__Stored data entries__:

--------

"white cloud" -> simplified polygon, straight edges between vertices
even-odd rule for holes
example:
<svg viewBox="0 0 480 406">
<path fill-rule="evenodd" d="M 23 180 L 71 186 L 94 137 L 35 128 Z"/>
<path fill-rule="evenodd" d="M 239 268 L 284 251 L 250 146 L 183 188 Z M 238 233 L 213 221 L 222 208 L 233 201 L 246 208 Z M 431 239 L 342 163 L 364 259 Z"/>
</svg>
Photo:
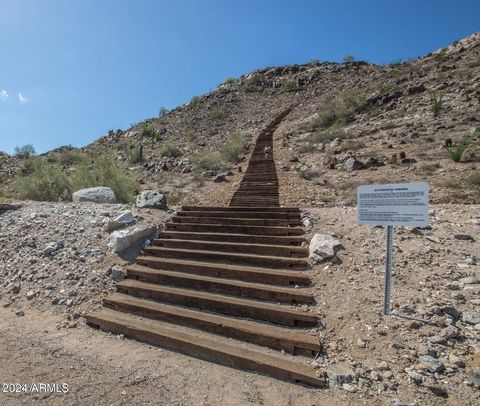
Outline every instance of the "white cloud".
<svg viewBox="0 0 480 406">
<path fill-rule="evenodd" d="M 8 93 L 5 89 L 0 90 L 0 99 L 3 101 L 8 99 Z"/>
<path fill-rule="evenodd" d="M 21 104 L 25 104 L 28 101 L 28 99 L 21 93 L 18 94 L 18 100 L 20 100 Z"/>
</svg>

--------

__REQUIRED ACTION__:
Above are records to transcribe exactly; leave their pictures out.

__OUTPUT OF THE EXERCISE__:
"white cloud" -> simplified polygon, straight edges between vertices
even-odd rule for holes
example:
<svg viewBox="0 0 480 406">
<path fill-rule="evenodd" d="M 23 180 L 71 186 L 94 137 L 35 128 Z"/>
<path fill-rule="evenodd" d="M 239 268 L 284 251 L 250 146 L 183 188 Z M 238 233 L 213 221 L 222 208 L 233 201 L 246 208 Z M 431 239 L 342 163 L 364 259 Z"/>
</svg>
Photo:
Outline every instance of the "white cloud".
<svg viewBox="0 0 480 406">
<path fill-rule="evenodd" d="M 8 93 L 5 89 L 0 90 L 0 99 L 3 101 L 8 99 Z"/>
<path fill-rule="evenodd" d="M 21 104 L 25 104 L 28 101 L 28 99 L 21 93 L 18 94 L 18 100 L 20 100 Z"/>
</svg>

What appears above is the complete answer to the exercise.